==== DOCUMENT TEXT ====

The assumption 1 is the current popular Linear MDP assumption that allows us to quantify the convergence rate (or sample complexity) for the $Q$ -learning algorithm (Zanette et al., 2020; Agarwal et al., 2022). We need the following additional assumptions to get the final convergence rate result. Assume the sequence of consecutive transitions is of length $L$ and the constant learning rate in the gradient descent algorithm is $\eta$ .

Assumption 2 (from Zanette et al. (2020)).

The MDP has zero inherent Bellman error and $\phi(s,a)^{\top}\phi(s,a)\leq 1$ for all $(s,a)\in\mathcal{S}\times\mathcal{A}$ . There exists constant $\kappa>0$ , such that $\mathbb{E}_{(s,a)\sim\mu}\phi(s,a)\phi(s,a)^{\top}\succeq{\mathrm{I}}/{\kappa}$ . Here $\mu$ is the stationary distribution over all the state-action pairs of the Markov chain determined by the transition kernel and the policy.

Remark 1.

Suppose we pick a set of state-action tuples $\mathcal{L}=\{(s,a)|(s,a)\in\mathcal{S}\times\mathcal{A}\}$ , which may contains duplicated tuples. By linearity of expectation, we have: $\mathbb{E}_{\mu}\left(\sum_{(s,a)\in\mathcal{L}}\phi(s,a)\phi(s,a)^{\top}\right)=\sum_{\mathcal{L}}\mathbb{E}_{(s,a)\sim\mu}\left(\phi(s,a)\phi(s,a)^{\top}\right)\succeq\frac{|\mathcal{L}|}{\kappa}\mathrm{I}$ . Here $|\mathcal{L}|$ indicates the number of state-action tuples in this set.

Definition 1.

Given the feature function $\phi:\mathcal{S}\times\mathcal{A}\to\mathbb{R}^{d}$ . Denote the largest inner product between parameter $w$ and the feature function $\phi$ as $\|w\|_{\phi}=\sup_{(s,a)}|\langle\phi(s,a),w\rangle|$ .

Definition 2.

====

- SET EXERCISE:
Answer these questions about the excerpt on linear MDP assumptions above:
(a) What symbol stands for the length of the sequence of consecutive transitions?
(b) In Assumption 2, what is the upper bound on the inner product of the feature vector with itself?
(c) According to Definition 1, what does the norm of w with respect to φ denote?

==== DATA PROVIDED ====

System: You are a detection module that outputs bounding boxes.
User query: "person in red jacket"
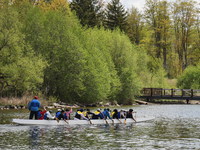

====

- TASK RESPONSE:
(a) $L$
(b) 1, for all state-action pairs.
(c) It denotes the largest inner product between the parameter $w$ and the feature function $\phi$, meaning the supremum over $(s,a)$ of $|\langle\phi(s,a),w\rangle|$.